* **What you have to do**:
Rewrite every entry below with "Mark" substituted for "Place a point on" wherever it occurs, keeping all other text unchanged.

* **Dataset excerpt**:
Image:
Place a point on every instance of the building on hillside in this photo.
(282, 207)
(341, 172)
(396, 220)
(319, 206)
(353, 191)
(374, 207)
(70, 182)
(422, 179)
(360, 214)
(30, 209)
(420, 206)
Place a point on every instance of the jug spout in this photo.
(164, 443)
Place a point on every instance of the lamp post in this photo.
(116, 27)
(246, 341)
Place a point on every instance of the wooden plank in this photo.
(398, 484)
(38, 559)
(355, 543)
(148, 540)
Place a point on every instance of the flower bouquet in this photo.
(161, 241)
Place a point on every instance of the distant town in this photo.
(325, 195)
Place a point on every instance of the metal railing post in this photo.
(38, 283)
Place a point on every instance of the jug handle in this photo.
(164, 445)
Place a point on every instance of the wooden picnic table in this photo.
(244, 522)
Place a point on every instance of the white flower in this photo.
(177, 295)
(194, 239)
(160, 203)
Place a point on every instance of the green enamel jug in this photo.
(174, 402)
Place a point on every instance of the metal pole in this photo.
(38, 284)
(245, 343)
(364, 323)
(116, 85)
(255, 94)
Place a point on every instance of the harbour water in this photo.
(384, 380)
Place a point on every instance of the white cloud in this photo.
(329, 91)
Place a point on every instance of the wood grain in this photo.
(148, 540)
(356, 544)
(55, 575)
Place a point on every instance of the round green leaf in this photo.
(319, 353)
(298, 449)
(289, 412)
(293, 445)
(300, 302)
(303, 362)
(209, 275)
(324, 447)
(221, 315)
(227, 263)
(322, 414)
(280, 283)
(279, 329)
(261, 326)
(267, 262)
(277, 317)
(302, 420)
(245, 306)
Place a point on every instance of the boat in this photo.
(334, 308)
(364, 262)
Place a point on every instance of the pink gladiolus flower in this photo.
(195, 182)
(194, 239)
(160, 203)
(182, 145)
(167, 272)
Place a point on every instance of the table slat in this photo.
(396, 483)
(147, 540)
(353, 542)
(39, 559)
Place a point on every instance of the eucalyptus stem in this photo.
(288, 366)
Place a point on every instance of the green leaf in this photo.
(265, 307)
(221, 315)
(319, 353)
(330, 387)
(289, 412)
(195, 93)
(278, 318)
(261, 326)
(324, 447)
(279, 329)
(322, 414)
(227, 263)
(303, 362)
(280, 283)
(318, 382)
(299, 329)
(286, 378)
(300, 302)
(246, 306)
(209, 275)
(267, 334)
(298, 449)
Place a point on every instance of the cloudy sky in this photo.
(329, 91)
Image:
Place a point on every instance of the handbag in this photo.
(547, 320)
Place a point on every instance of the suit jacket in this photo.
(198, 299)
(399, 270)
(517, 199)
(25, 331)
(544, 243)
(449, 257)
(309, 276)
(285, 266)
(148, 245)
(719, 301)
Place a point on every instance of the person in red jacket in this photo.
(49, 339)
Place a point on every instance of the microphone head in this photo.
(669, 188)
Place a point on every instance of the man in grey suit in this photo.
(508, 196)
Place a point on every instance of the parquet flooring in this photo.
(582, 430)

* **Solution to the exercise**:
Image:
Mark every instance of the building on hillside in this photo.
(282, 207)
(341, 172)
(396, 220)
(319, 206)
(353, 191)
(374, 207)
(70, 182)
(422, 179)
(360, 214)
(30, 209)
(420, 206)
Mark every instance of the jug spout in this photo.
(164, 443)
Mark every instance of the lamp post in this photo.
(116, 27)
(246, 341)
Mark every instance of the wooden plank in this photo.
(398, 484)
(38, 559)
(355, 543)
(148, 540)
Mark every instance of the flower bouquet in this photo.
(161, 241)
Mark every instance of the distant town in this photo.
(325, 195)
Mark every instance of the metal railing post in this photo.
(38, 283)
Mark every instance of the jug handle in this photo.
(164, 445)
Mark every instance of the wooden picnic table in this photo.
(244, 522)
Mark every instance of the white flower in this photo.
(177, 295)
(194, 239)
(160, 203)
Mark every instance of the green enamel jug in this photo.
(174, 402)
Mark every instance of the metal pole in this photo.
(38, 284)
(245, 343)
(364, 323)
(116, 85)
(255, 94)
Mark every instance of the harbour water in this photo.
(384, 380)
Mark every instance of the white cloud in this photo.
(329, 91)
Mark every instance of the wood grain in this photo.
(148, 540)
(356, 544)
(55, 575)
Mark every instance of the round green leaf in this photo.
(319, 353)
(298, 449)
(289, 412)
(293, 445)
(300, 302)
(303, 362)
(209, 275)
(324, 447)
(221, 315)
(227, 263)
(322, 414)
(280, 283)
(279, 329)
(261, 326)
(267, 262)
(277, 317)
(302, 420)
(245, 306)
Mark every instance of the boat in this photo.
(334, 308)
(364, 262)
Mark every instance of the pink gladiolus flower in this photo.
(195, 182)
(194, 239)
(160, 203)
(182, 145)
(167, 272)
Mark every instance of the table slat in this photo.
(396, 483)
(147, 540)
(353, 542)
(39, 559)
Mark every instance of the eucalyptus stem in this photo.
(288, 366)
Mark every instance of the green leaf in this photo.
(265, 307)
(221, 315)
(319, 353)
(330, 387)
(289, 412)
(195, 93)
(278, 318)
(261, 326)
(324, 447)
(279, 329)
(322, 414)
(227, 263)
(303, 362)
(280, 283)
(318, 382)
(299, 329)
(286, 378)
(300, 302)
(246, 306)
(209, 275)
(267, 334)
(298, 449)
Mark every instance of the cloudy sky in this photo.
(329, 91)
Image:
Mark every instance of the handbag in this photo.
(547, 320)
Mark every instance of the suit jacket in this photo.
(198, 299)
(399, 270)
(517, 199)
(25, 331)
(544, 243)
(449, 257)
(309, 276)
(285, 266)
(148, 245)
(719, 301)
Mark every instance of the person in red jacket in this photo.
(49, 339)
Mark every instance of the microphone head in this photo.
(669, 188)
Mark every instance of the man in grey suit in this photo.
(508, 196)
Mark every instance of the parquet flooring in this photo.
(582, 430)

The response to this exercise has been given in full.